-- Directions --
Each entry below must appear in the output exactly as written.

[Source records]
________________________________________

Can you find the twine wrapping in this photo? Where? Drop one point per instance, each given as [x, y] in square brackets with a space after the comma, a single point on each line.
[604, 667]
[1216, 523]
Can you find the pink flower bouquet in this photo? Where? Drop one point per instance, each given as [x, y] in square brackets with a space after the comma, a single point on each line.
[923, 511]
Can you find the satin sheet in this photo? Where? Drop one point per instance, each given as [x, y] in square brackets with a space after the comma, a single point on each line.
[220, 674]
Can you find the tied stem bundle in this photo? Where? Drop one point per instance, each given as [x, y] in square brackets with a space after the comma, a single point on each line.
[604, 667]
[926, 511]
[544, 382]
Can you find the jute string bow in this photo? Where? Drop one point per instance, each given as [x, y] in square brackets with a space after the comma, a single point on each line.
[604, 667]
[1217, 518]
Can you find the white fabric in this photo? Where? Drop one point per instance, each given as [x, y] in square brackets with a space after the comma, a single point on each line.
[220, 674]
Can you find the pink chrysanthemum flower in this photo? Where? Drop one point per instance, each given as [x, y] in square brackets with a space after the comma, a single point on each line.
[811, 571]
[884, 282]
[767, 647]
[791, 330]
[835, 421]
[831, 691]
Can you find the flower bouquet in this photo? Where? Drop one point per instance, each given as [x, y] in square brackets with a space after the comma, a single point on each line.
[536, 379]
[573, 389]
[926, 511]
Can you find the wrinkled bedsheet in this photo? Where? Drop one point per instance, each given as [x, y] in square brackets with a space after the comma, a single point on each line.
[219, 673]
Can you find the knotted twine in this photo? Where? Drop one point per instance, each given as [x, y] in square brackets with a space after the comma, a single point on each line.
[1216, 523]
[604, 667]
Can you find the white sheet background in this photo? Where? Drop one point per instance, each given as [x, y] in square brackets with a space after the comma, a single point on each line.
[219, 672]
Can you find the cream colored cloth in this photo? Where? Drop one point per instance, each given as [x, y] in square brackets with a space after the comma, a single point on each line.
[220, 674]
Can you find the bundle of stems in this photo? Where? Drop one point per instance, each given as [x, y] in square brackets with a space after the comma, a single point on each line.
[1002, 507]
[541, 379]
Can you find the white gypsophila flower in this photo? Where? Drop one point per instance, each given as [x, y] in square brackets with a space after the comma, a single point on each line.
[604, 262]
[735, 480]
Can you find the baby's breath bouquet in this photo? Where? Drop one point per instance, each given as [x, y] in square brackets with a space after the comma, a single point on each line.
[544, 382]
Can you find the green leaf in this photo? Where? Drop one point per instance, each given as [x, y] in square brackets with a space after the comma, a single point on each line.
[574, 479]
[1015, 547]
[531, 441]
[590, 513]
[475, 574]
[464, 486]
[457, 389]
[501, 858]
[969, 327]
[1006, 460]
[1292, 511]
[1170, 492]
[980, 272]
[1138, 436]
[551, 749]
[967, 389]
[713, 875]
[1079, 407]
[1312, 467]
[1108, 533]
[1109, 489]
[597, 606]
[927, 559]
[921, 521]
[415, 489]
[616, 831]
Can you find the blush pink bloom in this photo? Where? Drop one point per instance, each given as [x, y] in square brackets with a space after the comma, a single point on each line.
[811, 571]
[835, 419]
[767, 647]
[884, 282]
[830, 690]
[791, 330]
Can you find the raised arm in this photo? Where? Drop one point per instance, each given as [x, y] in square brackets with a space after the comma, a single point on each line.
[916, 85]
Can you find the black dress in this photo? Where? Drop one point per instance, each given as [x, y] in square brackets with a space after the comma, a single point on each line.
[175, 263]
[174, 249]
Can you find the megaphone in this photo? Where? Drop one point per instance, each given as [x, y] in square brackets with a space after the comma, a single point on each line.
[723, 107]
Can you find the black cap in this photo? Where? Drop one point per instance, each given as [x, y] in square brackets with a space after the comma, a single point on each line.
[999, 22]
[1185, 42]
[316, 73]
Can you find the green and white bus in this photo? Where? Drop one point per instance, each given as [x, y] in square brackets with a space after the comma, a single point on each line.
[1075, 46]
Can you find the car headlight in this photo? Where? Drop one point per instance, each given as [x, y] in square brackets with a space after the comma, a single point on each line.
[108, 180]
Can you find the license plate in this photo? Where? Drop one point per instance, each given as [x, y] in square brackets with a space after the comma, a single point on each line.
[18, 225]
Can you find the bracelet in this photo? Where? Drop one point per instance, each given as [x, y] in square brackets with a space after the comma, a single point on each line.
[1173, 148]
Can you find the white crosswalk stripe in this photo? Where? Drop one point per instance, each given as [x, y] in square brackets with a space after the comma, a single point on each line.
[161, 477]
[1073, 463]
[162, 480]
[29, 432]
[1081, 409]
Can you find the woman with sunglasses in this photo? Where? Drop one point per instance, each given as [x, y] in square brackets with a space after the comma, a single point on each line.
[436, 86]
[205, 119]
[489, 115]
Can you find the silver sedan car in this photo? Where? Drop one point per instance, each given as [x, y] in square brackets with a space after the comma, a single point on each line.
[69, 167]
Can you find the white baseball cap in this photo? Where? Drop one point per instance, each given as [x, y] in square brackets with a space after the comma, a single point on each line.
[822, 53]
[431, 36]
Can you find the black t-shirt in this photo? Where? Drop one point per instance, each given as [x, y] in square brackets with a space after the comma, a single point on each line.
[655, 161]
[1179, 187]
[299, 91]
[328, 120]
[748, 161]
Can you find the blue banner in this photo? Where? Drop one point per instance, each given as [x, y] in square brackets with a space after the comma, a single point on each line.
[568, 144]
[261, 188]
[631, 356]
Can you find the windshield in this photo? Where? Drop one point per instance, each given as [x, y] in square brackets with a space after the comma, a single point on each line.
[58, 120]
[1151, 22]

________________________________________

-- Task output --
Can you find the twine wrapping in this photo? Where? Drop one point per instance, each given as [x, y] in square brackets with a space after the comma, a single point on each line.
[604, 667]
[1216, 523]
Can you find the pink flower bouquet in this photo? Where? Drop one point per instance, each given as [x, y] in square brackets with a space after the comma, a single point on each line.
[923, 511]
Can you find the satin sheet in this photo? Where? Drop one point per instance, each given as [x, y] in square brackets with a space after the comma, a single point on each line.
[220, 674]
Can you find the tied stem bundle in this photo? Where? Drop one point per instance, each given as [x, y] in square brackets with a space after the comma, a single point on each line.
[604, 667]
[926, 511]
[544, 382]
Can you find the jute string bow in this photo? Where? Drop one point per instance, each given as [x, y] in square brackets with a space after the comma, a single point on each line.
[604, 667]
[1217, 518]
Can you find the white fabric in this photo? Where? Drop one point per instance, each given as [x, y] in square brackets with a space after the comma, a single point on each line.
[220, 674]
Can you find the pink chrysanthemum flower in this photo? Where? Drop one point per instance, each given as [x, y] in square brackets with a space after the comma, a single point on each line.
[811, 571]
[884, 282]
[767, 647]
[791, 330]
[835, 421]
[831, 691]
Can you find the flower bouquet in this photo? Where? Drop one point per instance, each given as [x, y] in square brackets with a space after the comma, a single point on each line.
[536, 379]
[573, 389]
[926, 511]
Can you find the wrinkled bedsheet in this photo? Where? Drop one point per instance, each given as [x, y] in square brackets with a space after the comma, a single point on each line.
[219, 673]
Can you find the knotted twine in this photo? Where? Drop one point per instance, each given as [x, y] in square brackets with a space after the comma, a single point on each line.
[1216, 523]
[604, 667]
Can you find the white sheet background in this photo? Where? Drop one point per instance, each given as [x, y] in square brackets with a space after the comma, a single point on each line.
[219, 672]
Can you find the cream colored cloth in this photo? Where? Drop one point per instance, each given as [x, y] in square brackets with a space after the comma, a single point on each line.
[220, 674]
Can you find the bundle of stems in this photo? Where? Drop one point per instance, each given as [x, y] in square brackets with a space after the comma, a single point on each line.
[1002, 507]
[541, 379]
Can you find the white gypsophila flower in this photo? Where? Drop one point per instance, each given as [x, y] in square brackets with a space after the comma, a single point on each line.
[604, 262]
[735, 480]
Can you find the baby's breath bouquet in this photo? Where? Drop one point per instance, each given as [x, y] in square brackets with a space after the comma, a single point on each line.
[544, 382]
Can you find the green leaf in this photo? Where? Drop one point per instance, each given as [x, y] in square brackets with a space after the comma, a single point on each line.
[574, 479]
[1015, 547]
[531, 441]
[590, 513]
[475, 574]
[464, 486]
[457, 389]
[501, 858]
[969, 327]
[1006, 460]
[1292, 511]
[1170, 492]
[980, 272]
[1138, 436]
[551, 749]
[967, 389]
[713, 875]
[1079, 407]
[1312, 467]
[1108, 533]
[1109, 489]
[597, 606]
[927, 559]
[921, 521]
[415, 489]
[616, 831]
Can you find the blush pink bloom in this photo? Where? Drop one point per instance, each given as [x, y] in square brackets with a space after the comma, a single point on each line.
[811, 571]
[835, 419]
[767, 647]
[884, 282]
[830, 690]
[791, 330]
Can you find the raised arm in this photo? Where? Drop one point per instance, each given as [x, y] in square brackets with a space after the comma, a single point on each line.
[916, 85]
Can you find the black dress in this photo? Where? Drop one point per instance, each given as [x, y] in square brackets with a space after the comma, a single point on each line.
[175, 263]
[174, 249]
Can you find the megaphone in this photo? Where? Drop one point per instance, each given as [x, y] in square brackets with a space after the comma, a single point on each line.
[723, 107]
Can you find the black cap in this photo? Where? Drop one point per instance, each given as [x, y] in square brackets with a space after the comma, a single point on each line.
[999, 22]
[1185, 42]
[316, 73]
Can you find the green and white bus in this photo? Where? Drop one point per instance, each given as [x, y] in square brackets with a space after the comma, a single point on each line.
[1075, 46]
Can you find the car headlight in this photo? Where? Drop one point per instance, each given as [x, y] in square brackets with a space after the comma, a single point on each line.
[108, 180]
Can you find the license plate in this photo? Where? Drop one point per instance, each given as [x, y] in square brackets with a space after the comma, a single point on each line.
[18, 225]
Can you find the bracelet in this photo? Where? Drop one point per instance, each given as [x, y] in square brackets with a space after the comma, a single point on each line.
[1173, 148]
Can you find the white crosswalk stripe in this photo? Where? Drop one point per instance, each given as [x, y] in square brackets with a space after the comma, a single point on each line.
[161, 477]
[1073, 463]
[162, 480]
[29, 432]
[1081, 409]
Can you find the woman with sunglasses in this photo? Where? Drop one point per instance, each given as [x, y] in square brackets with a space after the comma, a single point on each line.
[436, 86]
[205, 119]
[489, 115]
Can you find the silver sedan car in this photo? Where? Drop one point per instance, each given as [x, y] in square brackets with a space after the comma, a single point on each line.
[69, 167]
Can you find the white baseball cap in this photo? Where? Drop one point per instance, each given as [x, y] in square brackets with a space after the comma, a single point on each line.
[822, 53]
[431, 36]
Can you find the black t-shirt in this photo? Where? Drop one point per instance, each given as [x, y] in square brackets with a space after the comma, a single point on each line.
[655, 161]
[1179, 187]
[299, 91]
[328, 120]
[748, 161]
Can you find the blue banner in this photo? Where? Drop one point per instance, each given as [x, y] in square brackets with a space after the comma, a single point on each line.
[568, 144]
[261, 188]
[631, 356]
Can you find the windshield in this photo? Where? Drop one point per instance, each given as [x, y] in square brackets with a space after the comma, a single point on each line.
[58, 120]
[1151, 22]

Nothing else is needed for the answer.